INSTRUCTIONS TO FOLLOW
Change "keypoint" to "marker" in the part of the records that opens with the line containing "curtain in the photo above." and runs through the end of the records, and give those lines again with nothing else altered. Leave the pictures out of your answer.

# # #

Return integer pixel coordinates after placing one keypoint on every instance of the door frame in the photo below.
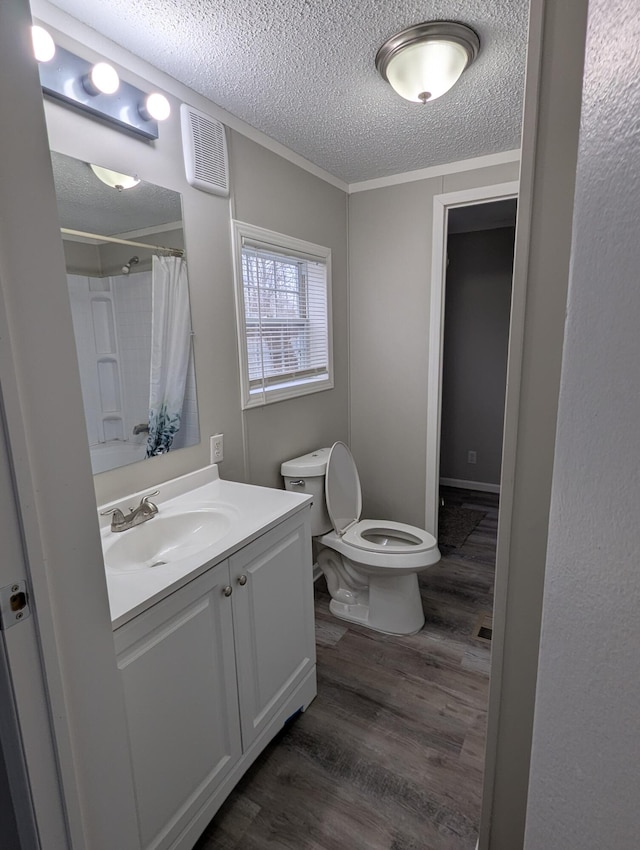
(441, 206)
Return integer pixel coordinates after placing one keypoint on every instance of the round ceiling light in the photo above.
(114, 178)
(424, 61)
(44, 48)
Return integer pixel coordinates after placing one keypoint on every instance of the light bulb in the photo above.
(104, 78)
(44, 48)
(115, 179)
(156, 106)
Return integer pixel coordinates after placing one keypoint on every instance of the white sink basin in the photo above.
(165, 539)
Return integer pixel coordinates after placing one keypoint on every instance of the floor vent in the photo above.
(483, 629)
(204, 146)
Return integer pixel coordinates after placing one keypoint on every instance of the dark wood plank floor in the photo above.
(389, 756)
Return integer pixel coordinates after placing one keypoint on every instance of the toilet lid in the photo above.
(342, 488)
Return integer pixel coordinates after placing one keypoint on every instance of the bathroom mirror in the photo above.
(126, 264)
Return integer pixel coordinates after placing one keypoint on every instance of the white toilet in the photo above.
(371, 566)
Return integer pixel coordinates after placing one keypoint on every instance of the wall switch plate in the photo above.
(217, 448)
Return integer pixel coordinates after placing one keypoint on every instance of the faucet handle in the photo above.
(145, 499)
(117, 514)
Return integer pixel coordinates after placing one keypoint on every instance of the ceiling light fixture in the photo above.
(114, 178)
(426, 60)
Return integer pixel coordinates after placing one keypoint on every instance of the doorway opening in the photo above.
(473, 253)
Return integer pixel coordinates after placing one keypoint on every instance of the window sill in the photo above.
(287, 390)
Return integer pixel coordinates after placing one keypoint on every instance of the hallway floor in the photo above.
(389, 756)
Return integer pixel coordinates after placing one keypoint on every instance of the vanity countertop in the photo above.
(252, 509)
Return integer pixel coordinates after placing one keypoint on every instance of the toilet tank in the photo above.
(305, 474)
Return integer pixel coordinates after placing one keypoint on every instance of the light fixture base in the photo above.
(432, 31)
(62, 79)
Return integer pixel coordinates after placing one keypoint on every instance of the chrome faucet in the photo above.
(136, 516)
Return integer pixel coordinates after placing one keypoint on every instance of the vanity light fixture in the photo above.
(426, 60)
(114, 178)
(96, 89)
(155, 106)
(44, 48)
(101, 79)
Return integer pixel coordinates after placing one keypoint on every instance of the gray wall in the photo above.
(476, 339)
(266, 190)
(584, 767)
(390, 269)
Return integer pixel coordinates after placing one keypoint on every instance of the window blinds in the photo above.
(284, 296)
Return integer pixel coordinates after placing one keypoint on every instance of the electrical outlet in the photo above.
(217, 448)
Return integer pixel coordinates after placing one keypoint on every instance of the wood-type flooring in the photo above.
(389, 756)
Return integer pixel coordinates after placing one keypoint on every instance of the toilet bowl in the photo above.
(371, 566)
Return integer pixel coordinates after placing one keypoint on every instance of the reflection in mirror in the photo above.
(127, 278)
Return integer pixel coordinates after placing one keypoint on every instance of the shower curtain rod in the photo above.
(173, 252)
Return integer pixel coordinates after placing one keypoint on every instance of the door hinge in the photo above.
(14, 604)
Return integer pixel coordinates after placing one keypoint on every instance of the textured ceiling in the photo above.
(303, 72)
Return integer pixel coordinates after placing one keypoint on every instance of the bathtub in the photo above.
(116, 453)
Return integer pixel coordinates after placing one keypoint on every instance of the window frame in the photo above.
(274, 390)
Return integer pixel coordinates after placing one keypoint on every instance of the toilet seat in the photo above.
(379, 540)
(391, 537)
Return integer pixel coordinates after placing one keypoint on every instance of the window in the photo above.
(283, 301)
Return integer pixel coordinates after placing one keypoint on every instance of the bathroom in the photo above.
(271, 190)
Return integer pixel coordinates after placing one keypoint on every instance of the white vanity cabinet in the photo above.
(209, 676)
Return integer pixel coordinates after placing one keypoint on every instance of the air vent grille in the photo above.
(205, 151)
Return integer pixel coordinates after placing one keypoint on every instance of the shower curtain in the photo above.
(170, 348)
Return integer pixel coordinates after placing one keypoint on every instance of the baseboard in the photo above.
(470, 485)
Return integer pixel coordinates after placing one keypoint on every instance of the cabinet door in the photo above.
(177, 665)
(274, 620)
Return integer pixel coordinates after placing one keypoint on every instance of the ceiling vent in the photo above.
(205, 151)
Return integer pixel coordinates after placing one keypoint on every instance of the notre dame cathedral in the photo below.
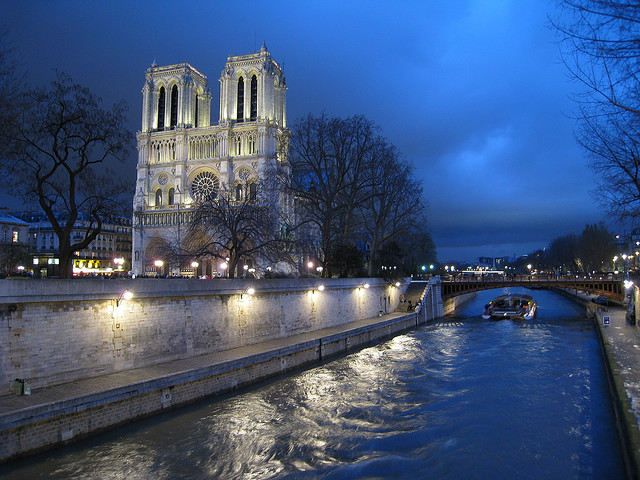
(182, 157)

# # #

RESULT
Return integer pixel coordinates after placing one marker on every instance of the shower curtain in the photo above.
(170, 348)
Return integer pixel coordinates after placing one marker on every instance of the baseboard in the photo above.
(470, 485)
Return integer pixel coordinates after placing one marker on every instance of the cabinet door in the photo above.
(177, 665)
(274, 620)
Return integer pixel coordinates after placing one marker on every instance of the ceiling vent in the photo above.
(205, 151)
Return integer pixel coordinates after placing one marker on every instance of the notre dame cathedral in the photo below.
(182, 157)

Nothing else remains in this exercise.